To his credit, I think Roberts gets this. The routine use of checks and balances could prove destabilizing to the entire system, so they should be applied as sparingly as possible. This, I believe, is the thinking that lies behind his opposition to the broader use of impeachment.
Here's a good article that I think many readers will enjoy and find enlightening on the checks and balances angle. I'll only quote the beginning and end of the most relevant part, but there's red meat in there for Roberts haters, too. It's all politics. The Judiciary is part of the political process in the big picture sense. But Trump has the strong hand here, as the author explains.
https://redstate.com/eric-neff/2025/03/19/the-politics-of-john-roberts-n2186829
**These [prog] judges may not realize this has already gotten to the point where it is playing into Trump’s hands. But John Roberts does.**
**Roberts is not interested in saving Trump. But he is interested in saving his power – the power of the Supreme Court. And these lower court liberal judges are putting that at risk.** As soon as Trump is given an order that the population backs him in defying, let alone pursuing impeachment over, what’s to stop him from taking the same tack against the Supreme Court?

- **DATA EXCERPTS**:
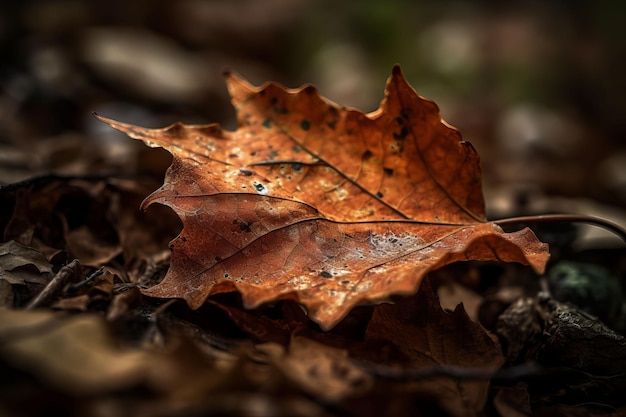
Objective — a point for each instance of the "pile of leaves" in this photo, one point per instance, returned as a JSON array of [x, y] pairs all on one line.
[[304, 281]]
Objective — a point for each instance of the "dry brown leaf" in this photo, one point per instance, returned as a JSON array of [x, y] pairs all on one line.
[[323, 371], [20, 264], [428, 337], [315, 202]]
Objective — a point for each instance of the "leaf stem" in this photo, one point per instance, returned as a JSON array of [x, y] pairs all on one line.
[[576, 218]]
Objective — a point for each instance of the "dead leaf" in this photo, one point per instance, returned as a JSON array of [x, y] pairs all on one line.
[[428, 336], [20, 264], [322, 371], [78, 355], [315, 202]]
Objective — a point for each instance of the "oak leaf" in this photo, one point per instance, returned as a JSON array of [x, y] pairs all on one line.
[[316, 202], [427, 336]]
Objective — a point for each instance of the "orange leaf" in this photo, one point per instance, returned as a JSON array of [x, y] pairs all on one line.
[[323, 204]]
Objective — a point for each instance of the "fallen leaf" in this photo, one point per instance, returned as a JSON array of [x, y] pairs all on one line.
[[428, 336], [79, 355], [20, 264], [321, 370], [326, 205]]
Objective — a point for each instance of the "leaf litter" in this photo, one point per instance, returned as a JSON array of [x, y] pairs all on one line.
[[308, 238]]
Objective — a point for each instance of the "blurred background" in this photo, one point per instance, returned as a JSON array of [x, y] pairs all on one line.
[[537, 86]]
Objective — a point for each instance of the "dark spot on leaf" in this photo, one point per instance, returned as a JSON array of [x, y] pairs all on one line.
[[243, 226], [402, 134]]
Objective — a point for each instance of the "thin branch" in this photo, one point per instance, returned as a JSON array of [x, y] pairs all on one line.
[[572, 218]]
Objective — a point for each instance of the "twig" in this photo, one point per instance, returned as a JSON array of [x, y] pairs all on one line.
[[56, 284], [574, 218]]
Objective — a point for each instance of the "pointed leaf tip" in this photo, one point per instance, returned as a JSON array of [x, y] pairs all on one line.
[[325, 205]]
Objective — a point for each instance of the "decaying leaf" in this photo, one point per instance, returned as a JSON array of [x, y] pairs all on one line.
[[329, 206], [321, 370], [20, 264], [428, 336]]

- **WHAT TO WORK ON**:
- A) List every sentence in the passage on John Roberts that is set in bold type.
- B) According to the passage on John Roberts, why should checks and balances be applied as sparingly as possible?

- **RESULTS FOR EACH TASK**:
- A)
- These [prog] judges may not realize this has already gotten to the point where it is playing into Trump’s hands.
- But John Roberts does.
- Roberts is not interested in saving Trump.
- But he is interested in saving his power – the power of the Supreme Court.
- And these lower court liberal judges are putting that at risk.

- B) Using checks and balances routinely could destabilize the entire system. The writer believes this is the thinking behind Roberts's opposition to a broader use of impeachment.